### The records

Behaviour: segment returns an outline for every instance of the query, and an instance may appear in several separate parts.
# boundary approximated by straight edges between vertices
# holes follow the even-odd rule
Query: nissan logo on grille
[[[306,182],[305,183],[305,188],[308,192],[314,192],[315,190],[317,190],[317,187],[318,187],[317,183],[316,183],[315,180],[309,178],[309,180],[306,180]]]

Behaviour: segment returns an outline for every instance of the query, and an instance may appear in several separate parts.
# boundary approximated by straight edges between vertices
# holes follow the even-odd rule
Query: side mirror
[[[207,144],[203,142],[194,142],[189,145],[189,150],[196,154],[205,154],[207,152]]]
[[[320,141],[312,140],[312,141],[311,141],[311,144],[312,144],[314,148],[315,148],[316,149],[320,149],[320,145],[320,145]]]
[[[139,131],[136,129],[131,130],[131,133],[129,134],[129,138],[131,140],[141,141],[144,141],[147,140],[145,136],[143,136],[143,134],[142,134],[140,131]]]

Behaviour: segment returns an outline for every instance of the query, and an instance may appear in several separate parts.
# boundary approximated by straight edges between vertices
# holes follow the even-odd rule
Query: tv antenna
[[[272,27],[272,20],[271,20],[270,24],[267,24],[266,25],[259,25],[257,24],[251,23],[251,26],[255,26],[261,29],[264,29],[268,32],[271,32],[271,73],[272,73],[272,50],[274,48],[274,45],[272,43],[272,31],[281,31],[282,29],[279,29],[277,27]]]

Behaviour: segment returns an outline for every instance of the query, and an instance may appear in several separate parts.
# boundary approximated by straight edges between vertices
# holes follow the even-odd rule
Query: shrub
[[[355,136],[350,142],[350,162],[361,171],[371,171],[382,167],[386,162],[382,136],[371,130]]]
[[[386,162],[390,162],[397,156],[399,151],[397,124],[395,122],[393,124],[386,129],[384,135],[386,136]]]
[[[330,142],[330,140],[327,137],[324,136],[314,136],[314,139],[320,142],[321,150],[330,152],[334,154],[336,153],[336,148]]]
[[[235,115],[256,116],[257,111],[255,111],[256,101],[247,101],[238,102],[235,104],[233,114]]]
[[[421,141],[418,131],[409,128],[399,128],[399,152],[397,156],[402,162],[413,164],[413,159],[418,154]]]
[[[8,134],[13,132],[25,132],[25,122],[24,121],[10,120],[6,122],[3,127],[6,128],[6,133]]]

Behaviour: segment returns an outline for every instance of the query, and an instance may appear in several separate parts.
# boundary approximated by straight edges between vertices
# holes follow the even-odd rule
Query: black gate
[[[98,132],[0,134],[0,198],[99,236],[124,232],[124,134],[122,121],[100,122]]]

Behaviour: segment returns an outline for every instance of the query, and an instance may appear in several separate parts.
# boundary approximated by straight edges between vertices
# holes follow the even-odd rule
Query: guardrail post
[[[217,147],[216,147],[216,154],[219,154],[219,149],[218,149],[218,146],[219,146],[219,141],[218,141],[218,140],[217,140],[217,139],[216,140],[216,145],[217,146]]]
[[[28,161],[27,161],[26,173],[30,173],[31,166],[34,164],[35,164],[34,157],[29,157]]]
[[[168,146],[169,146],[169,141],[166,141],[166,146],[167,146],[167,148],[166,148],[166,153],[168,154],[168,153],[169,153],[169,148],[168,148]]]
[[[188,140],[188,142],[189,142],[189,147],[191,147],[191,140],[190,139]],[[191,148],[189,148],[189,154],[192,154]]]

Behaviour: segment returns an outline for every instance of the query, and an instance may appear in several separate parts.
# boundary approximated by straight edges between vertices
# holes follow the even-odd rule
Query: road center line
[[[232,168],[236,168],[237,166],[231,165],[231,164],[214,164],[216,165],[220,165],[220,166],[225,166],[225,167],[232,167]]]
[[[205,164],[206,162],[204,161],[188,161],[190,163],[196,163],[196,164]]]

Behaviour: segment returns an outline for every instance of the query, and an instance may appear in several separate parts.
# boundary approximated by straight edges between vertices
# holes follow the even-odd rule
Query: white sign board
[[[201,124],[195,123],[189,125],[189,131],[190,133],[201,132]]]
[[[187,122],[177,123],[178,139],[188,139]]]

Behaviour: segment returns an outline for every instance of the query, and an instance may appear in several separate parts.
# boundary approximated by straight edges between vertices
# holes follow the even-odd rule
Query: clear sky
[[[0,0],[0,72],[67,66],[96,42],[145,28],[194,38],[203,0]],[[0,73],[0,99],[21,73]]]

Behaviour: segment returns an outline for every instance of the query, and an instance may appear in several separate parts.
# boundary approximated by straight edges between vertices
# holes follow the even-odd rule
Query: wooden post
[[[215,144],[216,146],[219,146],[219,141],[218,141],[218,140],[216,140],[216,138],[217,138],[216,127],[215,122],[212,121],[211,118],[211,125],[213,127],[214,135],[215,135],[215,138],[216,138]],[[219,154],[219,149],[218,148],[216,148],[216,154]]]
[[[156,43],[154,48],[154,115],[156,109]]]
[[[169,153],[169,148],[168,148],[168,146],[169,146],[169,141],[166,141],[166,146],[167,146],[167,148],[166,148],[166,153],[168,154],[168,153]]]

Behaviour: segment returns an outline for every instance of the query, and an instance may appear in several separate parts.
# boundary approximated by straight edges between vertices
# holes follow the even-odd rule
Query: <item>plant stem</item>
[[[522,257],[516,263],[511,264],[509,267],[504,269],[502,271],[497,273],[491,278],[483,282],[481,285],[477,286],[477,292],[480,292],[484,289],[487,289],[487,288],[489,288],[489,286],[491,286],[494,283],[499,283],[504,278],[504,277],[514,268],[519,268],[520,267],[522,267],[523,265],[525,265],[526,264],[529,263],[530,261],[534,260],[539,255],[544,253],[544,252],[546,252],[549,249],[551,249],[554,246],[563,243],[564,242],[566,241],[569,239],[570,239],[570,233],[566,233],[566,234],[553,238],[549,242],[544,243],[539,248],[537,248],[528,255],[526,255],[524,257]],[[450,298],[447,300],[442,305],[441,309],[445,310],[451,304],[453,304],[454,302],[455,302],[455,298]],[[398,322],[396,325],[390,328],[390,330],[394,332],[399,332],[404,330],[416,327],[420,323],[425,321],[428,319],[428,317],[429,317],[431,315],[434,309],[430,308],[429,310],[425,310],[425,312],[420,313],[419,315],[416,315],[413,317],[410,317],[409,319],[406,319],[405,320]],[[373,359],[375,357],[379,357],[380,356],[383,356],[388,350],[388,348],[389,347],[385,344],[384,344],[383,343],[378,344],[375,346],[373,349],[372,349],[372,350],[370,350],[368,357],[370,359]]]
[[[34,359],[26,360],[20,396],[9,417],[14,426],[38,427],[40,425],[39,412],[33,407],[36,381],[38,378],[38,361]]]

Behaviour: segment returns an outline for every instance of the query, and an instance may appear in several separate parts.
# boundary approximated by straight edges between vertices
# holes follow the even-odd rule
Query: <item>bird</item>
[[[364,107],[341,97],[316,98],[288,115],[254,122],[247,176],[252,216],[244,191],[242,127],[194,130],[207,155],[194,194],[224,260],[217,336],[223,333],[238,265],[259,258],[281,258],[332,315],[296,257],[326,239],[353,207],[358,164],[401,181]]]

######

● **Written exercise**:
Extract the data in full. Keep it word for word.

● **Answer to this exercise**:
Behaviour: segment returns an outline for every instance of the query, and an instance may appear in several separate parts.
# boundary approximated by straight edges between vertices
# holes follow the even-odd rule
Query: nissan logo on grille
[[[306,182],[305,183],[305,188],[308,192],[314,192],[315,190],[317,190],[317,187],[318,187],[317,183],[316,183],[315,180],[309,178],[309,180],[306,180]]]

Behaviour: segment returns an outline for every instance of the query, and an instance may appear in several separate parts.
# boundary approximated by straight edges between vertices
# holes follow the even-odd rule
Query: side mirror
[[[207,144],[203,142],[194,142],[189,145],[189,150],[196,154],[205,154],[207,152]]]
[[[320,141],[312,140],[312,141],[311,141],[311,144],[312,144],[314,148],[315,148],[316,149],[320,149],[320,145],[320,145]]]
[[[139,131],[136,129],[131,130],[131,133],[129,134],[129,138],[131,140],[141,141],[144,141],[147,140],[145,136],[143,136],[143,134],[142,134],[140,131]]]

Behaviour: segment returns an outline for every instance of the query, and an instance may appear in several separate parts.
# boundary approximated by straight edges between vertices
# holes follow the even-odd rule
Query: tv antenna
[[[272,27],[272,20],[271,20],[270,24],[267,24],[266,25],[259,25],[257,24],[251,23],[251,26],[255,26],[261,29],[264,29],[268,32],[271,32],[271,73],[272,73],[272,50],[274,48],[274,45],[272,43],[272,31],[281,31],[282,29],[279,29],[277,27]]]

Behaviour: segment returns an outline for every instance of the query, and an instance may appear in several separate parts.
# boundary approximated by straight edges between vertices
# holes follow the even-odd rule
Query: shrub
[[[355,136],[350,142],[350,162],[361,171],[371,171],[382,167],[386,162],[382,136],[371,130]]]
[[[386,162],[390,162],[397,156],[399,151],[397,124],[395,122],[393,124],[386,129],[384,135],[386,136]]]
[[[330,142],[330,140],[327,137],[324,136],[314,136],[314,139],[320,142],[321,150],[330,152],[334,154],[336,153],[336,148]]]
[[[235,115],[256,116],[257,111],[255,111],[256,101],[247,101],[238,102],[235,104],[233,114]]]
[[[421,141],[418,131],[409,128],[399,128],[399,152],[397,156],[402,162],[413,164],[413,159],[418,154]]]
[[[8,134],[13,132],[25,132],[25,122],[24,121],[10,120],[6,122],[3,127],[6,128],[6,133]]]

Behaviour: segment returns an outline for every instance of the query, and an instance may appear in several separate parts.
# boundary approximated by straight edges between vertices
# holes follow the even-odd rule
Query: black gate
[[[98,132],[0,134],[0,198],[99,236],[124,232],[124,134],[122,121],[100,122]]]

Behaviour: segment returns an outline for every instance of the query, and an instance may appear in several separate parts.
# boundary approximated by straight edges between vertices
# holes follow the even-odd rule
Query: guardrail post
[[[217,147],[216,147],[216,154],[219,154],[219,149],[218,149],[218,146],[219,146],[219,141],[218,141],[218,140],[217,140],[217,139],[216,140],[216,145],[217,146]]]
[[[28,161],[27,161],[26,173],[30,173],[31,166],[34,164],[35,164],[34,157],[29,157]]]
[[[168,146],[169,146],[169,141],[166,141],[166,146],[167,146],[167,148],[166,148],[166,153],[168,154],[168,153],[169,153],[169,148],[168,148]]]
[[[188,140],[188,142],[189,142],[189,147],[191,147],[191,140],[190,139]],[[191,148],[189,148],[189,154],[192,154]]]

Behaviour: segment returns an outline for every instance of the query, and an instance may appear in several separate parts.
# boundary approximated by straight edges between vertices
# holes follow the even-odd rule
Query: road center line
[[[232,168],[236,168],[237,166],[231,165],[231,164],[214,164],[216,165],[220,165],[220,166],[225,166],[225,167],[232,167]]]
[[[205,164],[206,162],[204,161],[188,161],[190,163],[196,163],[196,164]]]

Behaviour: segment returns an outline for every instance of the query, and an instance may appear in several separate parts.
# boundary approximated by straight edges between vertices
# holes follow the even-odd rule
Query: white sign board
[[[201,124],[195,123],[189,125],[189,131],[190,133],[201,132]]]
[[[187,122],[177,123],[178,139],[188,139]]]

Behaviour: segment returns an outline for every instance of the query, and an instance may appear in several separate parts.
# boundary approximated by straight edges between vertices
# holes follow the even-odd rule
Query: clear sky
[[[0,0],[0,72],[67,66],[96,42],[145,28],[194,38],[203,0]],[[0,73],[0,99],[21,73]]]

Behaviour: segment returns an outline for every instance of the query, and an instance may appear in several separate parts.
# boundary approximated by straight edges between vertices
# holes follow the even-odd rule
Query: wooden post
[[[215,144],[216,146],[219,146],[219,141],[218,141],[218,140],[216,140],[216,138],[217,138],[216,127],[215,122],[212,121],[211,118],[211,125],[213,127],[214,135],[215,135],[215,138],[216,138]],[[219,154],[219,149],[218,148],[216,148],[216,154]]]
[[[156,43],[154,48],[154,115],[156,109]]]
[[[169,153],[169,148],[168,148],[168,146],[169,146],[169,141],[166,141],[166,146],[167,146],[167,148],[166,148],[166,153],[168,154],[168,153]]]

Behaviour: segment returns an outline for every instance of the query, and an instance may appear in several separate parts.
# boundary approximated by straight edges between vertices
# holes follow the even-odd rule
Query: <item>plant stem</item>
[[[522,257],[516,263],[511,264],[509,267],[504,269],[502,271],[497,273],[491,278],[483,282],[481,285],[477,286],[477,292],[480,292],[484,289],[487,289],[487,288],[489,288],[489,286],[491,286],[494,283],[499,283],[504,278],[504,277],[514,268],[519,268],[520,267],[522,267],[523,265],[525,265],[526,264],[529,263],[530,261],[534,260],[539,255],[544,253],[544,252],[546,252],[549,249],[551,249],[554,246],[563,243],[564,242],[566,241],[569,239],[570,239],[570,233],[566,233],[566,234],[553,238],[549,242],[544,243],[539,248],[537,248],[528,255],[526,255],[524,257]],[[450,298],[447,300],[442,305],[441,309],[445,310],[451,304],[453,304],[454,302],[455,302],[455,298]],[[398,322],[396,325],[390,328],[390,330],[394,332],[399,332],[404,330],[416,327],[420,323],[425,321],[428,319],[428,317],[429,317],[431,315],[434,309],[430,308],[429,310],[425,310],[425,312],[420,313],[419,315],[416,315],[413,317],[410,317],[409,319],[406,319],[405,320]],[[373,359],[375,357],[379,357],[380,356],[383,356],[388,350],[388,348],[389,347],[385,344],[384,344],[383,343],[378,344],[375,346],[373,349],[372,349],[372,350],[370,350],[368,357],[370,359]]]
[[[34,359],[26,360],[20,396],[9,417],[14,426],[38,427],[40,425],[39,412],[33,407],[36,381],[38,378],[38,361]]]

Behaviour: segment returns an outline for every instance of the query, and an instance may appear in several separate parts.
# boundary approximated by straight edges between vertices
# holes follow the even-odd rule
Query: <item>bird</item>
[[[364,107],[341,97],[316,98],[288,115],[254,122],[247,176],[252,216],[244,191],[242,127],[194,130],[207,155],[194,194],[224,260],[217,336],[223,333],[238,265],[259,258],[281,258],[332,315],[296,257],[326,239],[353,207],[358,164],[401,181]]]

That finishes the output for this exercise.